Source passage:
Friday, January 8, 2016

On Meditation: The View of Rage Mountain

For the last month, I've been dedicating anywhere from 10 to 45 minutes a day to meditation practice. Sometimes I follow a recorded guided meditation; sometimes I sit on my own. Sometimes I sit with my eyes open, but more often with my eyes closed. Sometimes my left foot falls asleep and sometimes I can work with that without moving and sometimes I quietly shift position and spend some time noticing the blood rushing back into that foot. Sometimes the cats rub against me or sit with me in solidarity.  Sometimes, I almost fall asleep and come back to myself as my posture is collapsing. Sometimes I can focus on my breath comfortably for long chunks of times, counting my breaths from one to five over and over. Other times I realize that my autopilot counting has misfired and I'm on six or seven; once I drifted so far off course that I didn't realize until I hit seventeen, so busy was I with the other thoughts I was simultaneously exploring, the bass line forgotten because of a temporarily more absorbing treble clef.

As a writer with interests in philosophy, psychology, neuroscience, character, art, creativity, and social, environmental and biological sciences, mediation crosses over into most of my fields of interests. You could make a fair argument that many of my hobbies over the years have elements of meditation, from obvious choices like yoga and distance running to the long open highway of road trips or a particular mind flow while painting. If, like me, you have a busy brain, finding ways to let it settle and turn down the excess noise is a welcome respite.  And yet this is the first time I've been consistent about meditating.  In our world of productivity, sitting around and doing, well, nothing, seemed like something I already did too much of.  Despite all the numerous well-publicized benefits, and my own positive experiences, on some level it felt counter-intuitive.

Descriptions of regions in natural language:
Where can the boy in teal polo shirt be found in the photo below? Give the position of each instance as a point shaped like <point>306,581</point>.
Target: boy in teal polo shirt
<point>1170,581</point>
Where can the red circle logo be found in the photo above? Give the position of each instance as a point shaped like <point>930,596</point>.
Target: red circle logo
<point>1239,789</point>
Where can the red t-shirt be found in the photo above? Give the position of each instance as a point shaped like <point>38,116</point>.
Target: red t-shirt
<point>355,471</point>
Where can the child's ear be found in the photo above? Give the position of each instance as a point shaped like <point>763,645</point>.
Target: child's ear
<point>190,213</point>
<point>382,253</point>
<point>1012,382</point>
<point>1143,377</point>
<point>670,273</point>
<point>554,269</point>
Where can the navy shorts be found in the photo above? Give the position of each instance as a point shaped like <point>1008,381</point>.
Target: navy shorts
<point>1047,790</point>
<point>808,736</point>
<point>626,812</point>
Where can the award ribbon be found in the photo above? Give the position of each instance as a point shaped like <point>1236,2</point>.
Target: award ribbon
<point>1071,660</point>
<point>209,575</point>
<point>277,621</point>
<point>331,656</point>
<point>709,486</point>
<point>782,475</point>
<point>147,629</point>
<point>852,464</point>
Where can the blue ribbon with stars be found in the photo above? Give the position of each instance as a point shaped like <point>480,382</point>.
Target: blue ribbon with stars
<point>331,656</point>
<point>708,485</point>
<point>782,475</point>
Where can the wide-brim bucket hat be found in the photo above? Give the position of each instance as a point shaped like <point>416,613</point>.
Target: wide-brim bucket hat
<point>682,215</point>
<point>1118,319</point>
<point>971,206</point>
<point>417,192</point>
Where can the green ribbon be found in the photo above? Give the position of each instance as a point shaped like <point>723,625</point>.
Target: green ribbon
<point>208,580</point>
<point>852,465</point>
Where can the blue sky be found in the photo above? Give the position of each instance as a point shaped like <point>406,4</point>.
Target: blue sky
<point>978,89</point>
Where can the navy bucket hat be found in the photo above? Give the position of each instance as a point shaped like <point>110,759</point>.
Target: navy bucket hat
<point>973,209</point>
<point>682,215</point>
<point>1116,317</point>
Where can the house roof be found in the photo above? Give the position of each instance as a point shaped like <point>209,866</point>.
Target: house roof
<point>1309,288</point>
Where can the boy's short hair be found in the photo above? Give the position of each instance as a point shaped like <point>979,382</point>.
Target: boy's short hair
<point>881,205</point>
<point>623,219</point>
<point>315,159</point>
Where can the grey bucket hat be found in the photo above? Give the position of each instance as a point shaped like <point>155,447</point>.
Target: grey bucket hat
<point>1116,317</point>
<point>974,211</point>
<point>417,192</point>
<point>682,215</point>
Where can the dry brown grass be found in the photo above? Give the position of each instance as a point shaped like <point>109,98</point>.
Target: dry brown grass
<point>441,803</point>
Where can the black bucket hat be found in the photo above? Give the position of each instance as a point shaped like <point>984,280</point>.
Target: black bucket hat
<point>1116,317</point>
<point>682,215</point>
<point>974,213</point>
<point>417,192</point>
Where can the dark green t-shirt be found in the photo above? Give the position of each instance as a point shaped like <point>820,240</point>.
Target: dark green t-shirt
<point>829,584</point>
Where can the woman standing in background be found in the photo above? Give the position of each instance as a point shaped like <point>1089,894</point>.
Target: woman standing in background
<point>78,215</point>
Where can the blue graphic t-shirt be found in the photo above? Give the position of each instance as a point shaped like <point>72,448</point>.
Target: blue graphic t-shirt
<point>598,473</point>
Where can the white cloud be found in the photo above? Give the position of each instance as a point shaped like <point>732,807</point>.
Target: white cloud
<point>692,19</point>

Assigned task 1: According to the meditation post, why did the writer once not notice the breath count until it reached seventeen?
Assigned task 2: In the meditation post, how much time does the writer spend on meditation each day over the last month?

Answer space 1: The writer was so busy exploring other thoughts at the same time that the breath counting was forgotten. The post compares this to losing the bass line because a treble clef had become more absorbing for the moment.

Answer space 2: Anywhere from 10 to 45 minutes a day.